:: WORK ITEM ::
Write out every single entry exactly.

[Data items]
####################
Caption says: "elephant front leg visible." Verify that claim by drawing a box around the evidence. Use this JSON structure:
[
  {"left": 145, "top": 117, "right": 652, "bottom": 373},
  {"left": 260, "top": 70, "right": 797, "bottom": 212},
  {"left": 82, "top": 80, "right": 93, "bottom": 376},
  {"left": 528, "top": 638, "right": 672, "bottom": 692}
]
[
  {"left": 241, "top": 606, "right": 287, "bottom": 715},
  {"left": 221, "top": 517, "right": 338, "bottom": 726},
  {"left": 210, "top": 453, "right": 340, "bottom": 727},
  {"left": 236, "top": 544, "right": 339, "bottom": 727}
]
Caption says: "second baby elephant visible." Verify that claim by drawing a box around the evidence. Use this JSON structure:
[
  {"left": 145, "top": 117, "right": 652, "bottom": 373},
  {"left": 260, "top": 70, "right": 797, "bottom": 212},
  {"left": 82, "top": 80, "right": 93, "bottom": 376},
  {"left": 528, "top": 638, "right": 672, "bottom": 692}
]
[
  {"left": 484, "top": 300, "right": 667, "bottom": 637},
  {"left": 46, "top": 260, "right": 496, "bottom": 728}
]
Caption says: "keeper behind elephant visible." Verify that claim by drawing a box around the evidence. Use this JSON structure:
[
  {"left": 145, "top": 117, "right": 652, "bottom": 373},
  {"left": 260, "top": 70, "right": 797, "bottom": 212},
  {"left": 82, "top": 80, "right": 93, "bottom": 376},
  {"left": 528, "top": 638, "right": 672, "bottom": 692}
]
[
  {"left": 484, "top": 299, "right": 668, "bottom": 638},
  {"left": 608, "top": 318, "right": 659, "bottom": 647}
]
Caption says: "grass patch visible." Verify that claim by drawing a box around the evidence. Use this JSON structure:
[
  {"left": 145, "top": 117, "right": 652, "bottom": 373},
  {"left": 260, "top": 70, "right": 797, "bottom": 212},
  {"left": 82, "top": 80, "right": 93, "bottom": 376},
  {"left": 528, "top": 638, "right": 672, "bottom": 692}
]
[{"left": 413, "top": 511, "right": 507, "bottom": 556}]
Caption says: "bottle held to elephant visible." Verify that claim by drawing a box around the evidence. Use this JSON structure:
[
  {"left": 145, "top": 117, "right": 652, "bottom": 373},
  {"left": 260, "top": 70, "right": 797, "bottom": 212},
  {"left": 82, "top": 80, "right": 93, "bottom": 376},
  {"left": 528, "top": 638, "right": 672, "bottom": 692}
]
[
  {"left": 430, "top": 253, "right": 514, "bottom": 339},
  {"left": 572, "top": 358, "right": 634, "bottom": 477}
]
####################
:: FINISHED TASK ::
Caption says: "elephant front leg visible." Verify that claim by drawing a box around the evidence. Use this JSON structure:
[
  {"left": 145, "top": 117, "right": 652, "bottom": 373},
  {"left": 260, "top": 70, "right": 797, "bottom": 212},
  {"left": 82, "top": 80, "right": 93, "bottom": 376},
  {"left": 528, "top": 638, "right": 672, "bottom": 692}
]
[
  {"left": 241, "top": 606, "right": 287, "bottom": 715},
  {"left": 221, "top": 517, "right": 338, "bottom": 726},
  {"left": 210, "top": 453, "right": 340, "bottom": 727},
  {"left": 236, "top": 544, "right": 339, "bottom": 727}
]
Caption says: "second baby elephant visible." Verify that claim by drawing a box around the evidence. Use this JSON structure:
[
  {"left": 145, "top": 117, "right": 652, "bottom": 373},
  {"left": 260, "top": 70, "right": 797, "bottom": 212},
  {"left": 82, "top": 80, "right": 93, "bottom": 376},
  {"left": 528, "top": 638, "right": 672, "bottom": 692}
]
[
  {"left": 484, "top": 300, "right": 667, "bottom": 637},
  {"left": 46, "top": 260, "right": 496, "bottom": 728}
]
Caption says: "keeper behind elephant visible." Verify that claim by drawing a box around the evidence. Use this JSON structure:
[
  {"left": 145, "top": 117, "right": 652, "bottom": 373},
  {"left": 260, "top": 70, "right": 797, "bottom": 212},
  {"left": 82, "top": 80, "right": 93, "bottom": 376},
  {"left": 528, "top": 638, "right": 672, "bottom": 692}
]
[
  {"left": 484, "top": 299, "right": 668, "bottom": 638},
  {"left": 608, "top": 318, "right": 659, "bottom": 647}
]
Caption says: "grass patch visible." Verify that claim by drawing a box around the evidence. Use this JSON structure:
[
  {"left": 145, "top": 117, "right": 652, "bottom": 373},
  {"left": 260, "top": 70, "right": 797, "bottom": 212},
  {"left": 82, "top": 80, "right": 93, "bottom": 376},
  {"left": 528, "top": 638, "right": 672, "bottom": 692}
]
[{"left": 413, "top": 511, "right": 507, "bottom": 556}]
Caption says: "bottle held to elephant visible." Verify that claim by drawing a box around the evidence. Use this JSON structure:
[
  {"left": 145, "top": 117, "right": 652, "bottom": 373},
  {"left": 260, "top": 70, "right": 797, "bottom": 212},
  {"left": 82, "top": 80, "right": 93, "bottom": 376},
  {"left": 528, "top": 638, "right": 672, "bottom": 692}
]
[
  {"left": 430, "top": 253, "right": 514, "bottom": 339},
  {"left": 572, "top": 358, "right": 634, "bottom": 477}
]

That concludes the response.